Aim of the task :: The entries that follow must be written out exactly, without any of the pictures they contain.

Data shown ::
---

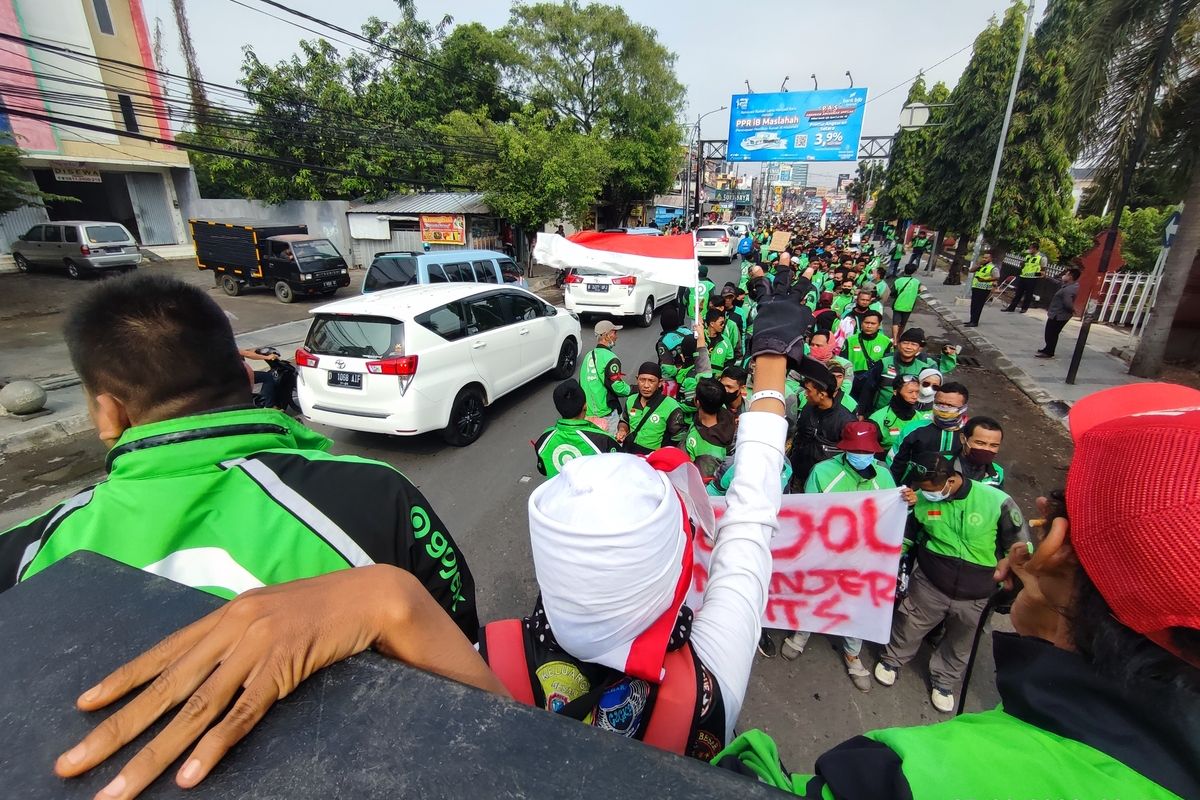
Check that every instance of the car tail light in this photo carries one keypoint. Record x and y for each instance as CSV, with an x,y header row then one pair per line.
x,y
403,366
305,359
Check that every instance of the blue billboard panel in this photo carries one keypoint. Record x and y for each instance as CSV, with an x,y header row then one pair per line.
x,y
797,125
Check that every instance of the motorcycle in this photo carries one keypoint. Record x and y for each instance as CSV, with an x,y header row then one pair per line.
x,y
283,377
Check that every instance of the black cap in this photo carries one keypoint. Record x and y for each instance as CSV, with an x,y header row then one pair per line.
x,y
649,368
569,398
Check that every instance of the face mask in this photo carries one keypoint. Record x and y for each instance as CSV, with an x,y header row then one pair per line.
x,y
981,457
821,353
948,417
936,497
859,461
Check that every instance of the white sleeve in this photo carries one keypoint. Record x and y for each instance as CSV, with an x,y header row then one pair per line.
x,y
729,623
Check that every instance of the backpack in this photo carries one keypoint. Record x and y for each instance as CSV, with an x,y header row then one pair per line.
x,y
672,716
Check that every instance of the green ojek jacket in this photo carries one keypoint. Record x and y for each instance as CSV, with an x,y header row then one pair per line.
x,y
1095,739
231,500
603,382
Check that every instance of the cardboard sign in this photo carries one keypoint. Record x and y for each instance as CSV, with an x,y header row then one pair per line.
x,y
834,563
444,228
780,240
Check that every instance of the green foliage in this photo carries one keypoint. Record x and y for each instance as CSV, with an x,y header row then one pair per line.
x,y
905,181
15,190
1141,236
957,178
1033,188
544,169
607,77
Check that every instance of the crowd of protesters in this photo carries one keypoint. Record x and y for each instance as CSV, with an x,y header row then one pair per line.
x,y
783,382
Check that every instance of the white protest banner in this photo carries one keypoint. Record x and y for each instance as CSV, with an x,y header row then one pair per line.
x,y
664,259
834,563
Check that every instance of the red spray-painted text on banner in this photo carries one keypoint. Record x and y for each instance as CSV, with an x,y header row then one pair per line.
x,y
834,563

---

Exercise output ::
Check that every instance of the car tail light in this photo carries one keypoint. Record x and y for each instance as CSV, with an x,y header row then one pair per line.
x,y
403,366
305,359
Check that every instance of the blue billboard panel in this photo carries one keypoint. Record x and y for each instance as CSV, with an x,y header row then one pair per line.
x,y
797,125
Check that every instance of the motorcycle in this photo carries one keypoint. Record x and y for each instance as CSV, with an x,y header row then one pair per line.
x,y
283,377
Check that every instance of the black cap in this photo carries one keypoint. Record x and y for each instance as CSV, with an x,y header row then one pair per line.
x,y
649,368
569,398
Check that every instance of the face mask in this photo carries one keypoint. Record x and y for each instance as CSV, with an x,y header row then one pair per line.
x,y
981,457
821,353
948,417
936,497
859,461
Check that every instance of the white sleeve in this photo carries one keypoint. Record x and y for each instance as CSV, with an x,y header row then one pair per line.
x,y
729,623
Check that every instance of the backpack in this photo carries one keypoint. Record x and y for each instance as CSV, with an x,y header row then one pair per line.
x,y
672,716
Check that every instance of the green ojek jacket in this photo carries one keypoint. Record x and y for each instance as CSV, with an x,y header row then one pair per line.
x,y
1095,739
231,500
603,382
Check that every instance of the cardboard sign in this photo carries one keypoint. Record x and y for each instance as CSV, with an x,y header row then one pair per line.
x,y
834,563
444,228
780,240
Check that every instance of the green foliage in this photo carries one keypoint. Record x and y for each instance as CSV, with an x,y header row then one pair per line.
x,y
905,181
15,190
1141,236
957,178
1033,188
544,169
607,77
Check that every instance of the crowd of protesters in this photo carries one keypoint. Record x and y for each instance as CSV, with an x,y header row then one pair per line.
x,y
783,382
Check that every instance of the white protest banner in this photo carries one keypoint. Record x and y for each instance as CSV, with an x,y header row then one pair per line.
x,y
664,259
834,563
Check that every instance of the red spray-painted text on banner in this photo carries one keypoint. Record x and y for each instance as CSV, with an x,y header row then one pair per line.
x,y
834,563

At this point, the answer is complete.